▸ Exercise
Your task is to copy every record exactly.

══════════════════════════════

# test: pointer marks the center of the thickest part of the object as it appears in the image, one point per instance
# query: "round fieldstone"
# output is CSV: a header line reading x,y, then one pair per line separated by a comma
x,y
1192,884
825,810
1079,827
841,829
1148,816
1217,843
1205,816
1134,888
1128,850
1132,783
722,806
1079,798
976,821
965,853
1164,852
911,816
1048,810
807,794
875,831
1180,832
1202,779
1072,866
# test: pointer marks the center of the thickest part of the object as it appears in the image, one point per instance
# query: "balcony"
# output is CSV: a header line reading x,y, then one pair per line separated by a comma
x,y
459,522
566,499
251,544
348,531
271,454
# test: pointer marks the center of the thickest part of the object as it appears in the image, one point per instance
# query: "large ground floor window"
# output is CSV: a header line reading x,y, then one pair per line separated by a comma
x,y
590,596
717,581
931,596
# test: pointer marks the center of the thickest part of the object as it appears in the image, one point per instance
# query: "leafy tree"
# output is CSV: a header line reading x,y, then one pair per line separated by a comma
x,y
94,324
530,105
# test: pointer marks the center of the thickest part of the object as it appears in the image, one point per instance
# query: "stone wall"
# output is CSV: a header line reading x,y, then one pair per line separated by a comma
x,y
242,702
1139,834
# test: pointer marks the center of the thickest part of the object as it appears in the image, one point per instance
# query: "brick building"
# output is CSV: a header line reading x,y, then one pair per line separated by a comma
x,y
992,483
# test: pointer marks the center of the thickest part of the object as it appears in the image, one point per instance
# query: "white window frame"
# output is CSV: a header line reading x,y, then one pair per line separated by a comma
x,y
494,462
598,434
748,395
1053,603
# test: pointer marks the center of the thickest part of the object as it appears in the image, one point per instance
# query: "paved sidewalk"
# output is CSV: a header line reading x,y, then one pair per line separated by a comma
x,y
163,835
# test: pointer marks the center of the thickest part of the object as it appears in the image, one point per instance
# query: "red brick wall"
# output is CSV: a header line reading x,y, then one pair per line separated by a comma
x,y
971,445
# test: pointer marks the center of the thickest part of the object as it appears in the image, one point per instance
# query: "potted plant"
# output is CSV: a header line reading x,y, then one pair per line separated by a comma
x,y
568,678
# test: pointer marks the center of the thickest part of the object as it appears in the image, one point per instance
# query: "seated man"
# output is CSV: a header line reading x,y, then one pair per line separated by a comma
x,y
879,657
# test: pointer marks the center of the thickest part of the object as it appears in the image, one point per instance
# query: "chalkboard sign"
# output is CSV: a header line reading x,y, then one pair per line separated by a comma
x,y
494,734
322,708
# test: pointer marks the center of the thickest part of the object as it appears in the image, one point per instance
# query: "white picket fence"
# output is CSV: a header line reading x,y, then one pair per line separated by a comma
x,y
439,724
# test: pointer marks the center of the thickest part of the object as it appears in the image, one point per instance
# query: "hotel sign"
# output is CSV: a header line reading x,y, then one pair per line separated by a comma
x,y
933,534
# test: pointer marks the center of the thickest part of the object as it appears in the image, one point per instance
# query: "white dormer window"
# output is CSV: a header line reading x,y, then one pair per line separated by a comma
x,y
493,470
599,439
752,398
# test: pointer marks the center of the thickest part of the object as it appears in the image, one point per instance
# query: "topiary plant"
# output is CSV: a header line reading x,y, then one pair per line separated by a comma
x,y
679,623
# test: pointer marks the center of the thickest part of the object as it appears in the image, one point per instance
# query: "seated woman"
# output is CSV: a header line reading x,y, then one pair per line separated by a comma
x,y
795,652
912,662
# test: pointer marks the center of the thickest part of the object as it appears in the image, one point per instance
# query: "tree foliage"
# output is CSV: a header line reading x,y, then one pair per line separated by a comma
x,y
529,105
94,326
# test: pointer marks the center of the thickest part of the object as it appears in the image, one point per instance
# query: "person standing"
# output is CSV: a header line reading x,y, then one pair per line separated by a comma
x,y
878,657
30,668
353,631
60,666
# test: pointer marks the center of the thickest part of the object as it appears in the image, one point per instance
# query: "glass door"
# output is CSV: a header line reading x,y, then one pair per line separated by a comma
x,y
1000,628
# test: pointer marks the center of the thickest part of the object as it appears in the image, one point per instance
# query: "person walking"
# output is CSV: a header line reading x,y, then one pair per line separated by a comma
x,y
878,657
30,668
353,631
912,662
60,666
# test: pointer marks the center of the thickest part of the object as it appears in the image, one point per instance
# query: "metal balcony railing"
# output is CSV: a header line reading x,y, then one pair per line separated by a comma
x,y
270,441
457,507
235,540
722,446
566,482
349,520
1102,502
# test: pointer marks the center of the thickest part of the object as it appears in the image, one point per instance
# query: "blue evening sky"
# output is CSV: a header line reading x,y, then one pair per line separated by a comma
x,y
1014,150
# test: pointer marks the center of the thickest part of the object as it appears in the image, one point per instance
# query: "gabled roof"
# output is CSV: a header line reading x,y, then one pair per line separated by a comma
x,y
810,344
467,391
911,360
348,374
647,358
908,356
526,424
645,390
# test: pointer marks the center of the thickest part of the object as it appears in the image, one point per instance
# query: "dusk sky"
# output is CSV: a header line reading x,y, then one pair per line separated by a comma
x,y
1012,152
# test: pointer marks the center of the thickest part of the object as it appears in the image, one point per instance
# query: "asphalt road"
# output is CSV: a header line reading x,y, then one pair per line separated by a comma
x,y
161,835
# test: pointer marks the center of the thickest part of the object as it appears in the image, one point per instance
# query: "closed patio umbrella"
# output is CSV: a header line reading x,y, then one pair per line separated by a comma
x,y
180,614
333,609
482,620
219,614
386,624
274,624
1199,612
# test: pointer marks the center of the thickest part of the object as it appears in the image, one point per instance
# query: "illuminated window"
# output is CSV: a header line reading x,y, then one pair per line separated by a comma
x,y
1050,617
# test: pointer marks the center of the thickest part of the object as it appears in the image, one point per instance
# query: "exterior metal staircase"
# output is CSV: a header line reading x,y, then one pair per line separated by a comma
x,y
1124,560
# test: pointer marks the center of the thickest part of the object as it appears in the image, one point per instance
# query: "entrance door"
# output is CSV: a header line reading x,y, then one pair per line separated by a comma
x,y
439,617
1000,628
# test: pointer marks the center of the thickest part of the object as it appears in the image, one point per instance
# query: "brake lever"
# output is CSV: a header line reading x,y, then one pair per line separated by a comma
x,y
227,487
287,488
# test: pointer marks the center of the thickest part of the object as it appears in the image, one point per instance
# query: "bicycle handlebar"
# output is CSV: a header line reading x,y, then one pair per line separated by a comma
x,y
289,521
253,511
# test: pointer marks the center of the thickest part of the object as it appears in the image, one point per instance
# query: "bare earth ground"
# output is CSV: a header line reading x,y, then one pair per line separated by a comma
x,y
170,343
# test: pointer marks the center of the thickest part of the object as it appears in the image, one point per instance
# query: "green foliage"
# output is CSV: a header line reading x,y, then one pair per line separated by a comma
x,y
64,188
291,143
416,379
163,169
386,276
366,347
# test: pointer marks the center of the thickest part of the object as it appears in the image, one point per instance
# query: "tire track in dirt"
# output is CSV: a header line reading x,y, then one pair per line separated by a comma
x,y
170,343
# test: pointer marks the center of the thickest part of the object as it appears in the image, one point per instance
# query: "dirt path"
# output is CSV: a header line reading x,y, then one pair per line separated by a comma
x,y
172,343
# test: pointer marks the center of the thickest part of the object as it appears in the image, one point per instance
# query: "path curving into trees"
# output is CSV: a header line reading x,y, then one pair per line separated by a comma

══════════════════════════════

▸ Task solution
# test: pointer marks the center of the thickest part of the object as it appears in the image, one point per instance
# query: "round fieldstone"
# output is CSV: a header line reading x,y, then one pair per line separated by a comma
x,y
1192,884
825,810
1079,827
841,829
1148,816
1217,843
1205,816
1134,888
1128,850
1132,783
722,806
1079,798
976,821
965,853
1164,852
911,816
1048,810
807,794
875,831
1180,832
1202,779
1072,866
# test: pointer marks the center of the thickest part of the object as it appears in the image, one point per instance
# query: "balcony"
# output is CSV: a header line reading x,y, then one pair per line separated by a comma
x,y
459,522
566,499
251,544
348,531
271,454
# test: pointer marks the center of the thickest part of the object as it appears in the image, one point per instance
# query: "large ground floor window"
# output is CSV: a header line reading x,y, then one pair per line separated by a comma
x,y
590,596
717,581
931,596
# test: pointer marks the center of the thickest part of the object as it appears in the image, one point per instance
# query: "leafy tree"
# output is CSV: a header line reading x,y, then one pair per line separated by a comma
x,y
94,324
530,105
# test: pointer marks the center of the thickest part of the object as it appears in the image, one point per instance
# query: "stone wall"
# output is CSV: a header line reading x,y, then one pair per line separated by a comma
x,y
242,702
1139,834
# test: pointer marks the center of the thickest part of the object as it appears in the image, one point per instance
# query: "brick building"
# output is CSV: a header line reading x,y, then one pair per line separated by a comma
x,y
992,483
# test: pointer marks the center of the thickest part of the object as it appears in the image, one point per instance
# query: "white window frame"
# output is CSV: a header line reading x,y, then one pair per line separated by a comma
x,y
494,462
598,434
748,395
1053,603
# test: pointer marks the center of the thickest part of the object as it appears in the image, one point per instance
# query: "paved sidewalk"
# output is CSV: a header line reading x,y, then one pair per line separated by a comma
x,y
163,835
# test: pointer marks the center of the thickest part of the object as it appears in the image, one point per instance
# query: "red brick wall"
# output is CSV: a header line reading x,y, then one pair per line separated by a comma
x,y
971,445
# test: pointer marks the center of the thickest part of the object as it appears in the image, one point per instance
# query: "potted plant"
# output is CSV: a header line reading x,y, then one pair per line separated by a comma
x,y
568,678
# test: pointer marks the center of the thickest part of the object as it appears in the image, one point per instance
# query: "seated man"
# output is CSV: a header line reading x,y, then one pair per line separated by a comma
x,y
879,657
# test: pointer marks the center of the thickest part of the object as it appears in the image, one point per instance
# query: "chalkboard sign"
# output is CSV: a header line reading x,y, then one pair per line separated by a comma
x,y
494,734
322,708
# test: pointer marks the center of the thickest part of the object as it appears in the image, one point per instance
# query: "white picket fence"
# output is CSV: a header line reading x,y, then one pair per line separated by a comma
x,y
439,724
# test: pointer marks the center of the thickest part of the object as it appears in the image, one point per instance
# query: "hotel sign"
# output is CSV: a header line reading x,y, then one pair per line separated by a comma
x,y
933,534
# test: pointer marks the center of the thickest part of the object as it appears in the image, one point per instance
# query: "white dormer window"
# output is CSV: a header line reading x,y, then one pair per line separated by a comma
x,y
493,470
599,439
752,398
# test: pointer marks the center of the thickest part of the object as it appears in the image, one point per instance
# query: "topiary plant"
# output is CSV: a header line reading x,y, then one pair per line separated by a comma
x,y
679,623
# test: pointer marks the center of the thickest part of the object as it appears in the image, one point per instance
# query: "seated woman"
# output is CSV: a header line reading x,y, then one pair per line separated by a comma
x,y
795,652
912,662
# test: pointer marks the center of the thickest part of the object as it appears in the image, one point per instance
# query: "tree foliage"
# output is CSV: a header line reading x,y, then one pair per line separated by a comma
x,y
529,105
94,326
# test: pointer marks the center of the thickest part of the object as it appears in the image, one point per instance
# query: "person standing"
# output is CSV: a header line reading x,y, then one pair per line separated by a comma
x,y
878,657
30,668
353,631
60,666
# test: pointer marks the center of the thickest part of the object as it appears in the image, one point per instance
# query: "glass door"
# output is CSV: a header line reading x,y, then one pair per line separated by a comma
x,y
1000,628
# test: pointer marks the center of the thickest part of the object as it appears in the image, one point per instance
# query: "person walking"
# output is CSV: a header line reading x,y, then one pair per line separated by a comma
x,y
878,657
30,668
353,631
912,662
60,666
# test: pointer marks the center of the thickest part of the object as it appears in the image, one point per instance
# query: "metal balcony railing"
# output is CSV: a header line reading x,y, then one pair per line separated by a comma
x,y
270,441
457,507
235,540
722,446
566,482
349,520
1102,502
# test: pointer marks the center of the thickest part of the object as it appears in the image, one point per instance
# query: "blue evening sky"
# output is CSV: a header line reading x,y, then one pair per line separated by a comma
x,y
1014,150
# test: pointer marks the center of the thickest part of the object as it appears in the image, one point per instance
# query: "gabled roof"
# output is CSV: a header line reading x,y, then one pair per line separated by a comma
x,y
810,344
467,391
911,360
348,374
647,358
908,356
526,424
645,390
# test: pointer marks the center of the thickest part of the object as it appears in the image, one point per instance
# query: "dusk sky"
# output is CSV: a header line reading x,y, then one pair per line separated by a comma
x,y
1012,152
# test: pointer marks the center of the thickest part of the object as it appears in the image, one point per instance
# query: "asphalt road"
# output is CSV: a header line reading x,y, then one pair per line separated by a comma
x,y
161,835
# test: pointer marks the center of the thickest part of the object as it appears in the image, one point per instance
# query: "closed patio umbrella"
# output is CSV: a header line reading x,y, then one pair per line separated by a comma
x,y
180,614
333,609
482,620
219,614
386,624
274,624
1199,612
# test: pointer marks the center of the thickest part of the object as it appears in the image, one point per instance
# query: "illuminated window"
# output is CSV: a header line reading x,y, then one pair per line separated by a comma
x,y
1050,617
# test: pointer marks the center of the thickest part of the object as it appears in the image, one point per instance
# query: "exterior metal staircase"
# output is CSV: a header line reading x,y, then one pair per line separated by a comma
x,y
1124,560
# test: pointer marks the center of the thickest part of the object as it appears in the image, one point per instance
# query: "entrance door"
# output is CSV: a header line reading x,y, then one pair per line separated by a comma
x,y
439,617
1000,628
# test: pointer marks the center of the thickest part of the object as it appears in the image, one point per instance
# query: "brake lever"
# output is CSV: a header line reading x,y, then one pair per line separated by a comma
x,y
227,487
287,488
# test: pointer marks the center of the thickest part of the object as it appears in the image, one point per instance
# query: "bicycle handlebar"
# output is CSV: a header line reading x,y, then one pair per line separated by a comma
x,y
289,521
253,511
# test: pointer marks the center of the thickest part of the object as it appears in the image, one point per instance
# query: "bare earth ground"
# output is CSV: a header line reading x,y, then one pair per line separated by a comma
x,y
170,343
# test: pointer marks the center of the thickest part of the object as it appears in the image, one point per instance
# query: "green foliage"
# output is CSV: a header line reading x,y, then one pair per line separated by a comma
x,y
64,188
291,143
416,379
163,169
386,276
366,347
# test: pointer marks the center of the thickest part of the object as it appears in the image, one point per instance
# query: "tire track in dirt"
# output is CSV: a header line reading x,y, then one pair per line separated by a comma
x,y
170,343
# test: pointer marks the center of the thickest part of the object as it appears in the image, one point per instance
# query: "dirt path"
# output is CSV: a header line reading x,y, then one pair per line separated by a comma
x,y
172,343
# test: pointer marks the center of the thickest part of the object as it appears in the image, one point per instance
# query: "path curving into trees"
# output is CSV: a header line reading x,y, then one pair per line separated by a comma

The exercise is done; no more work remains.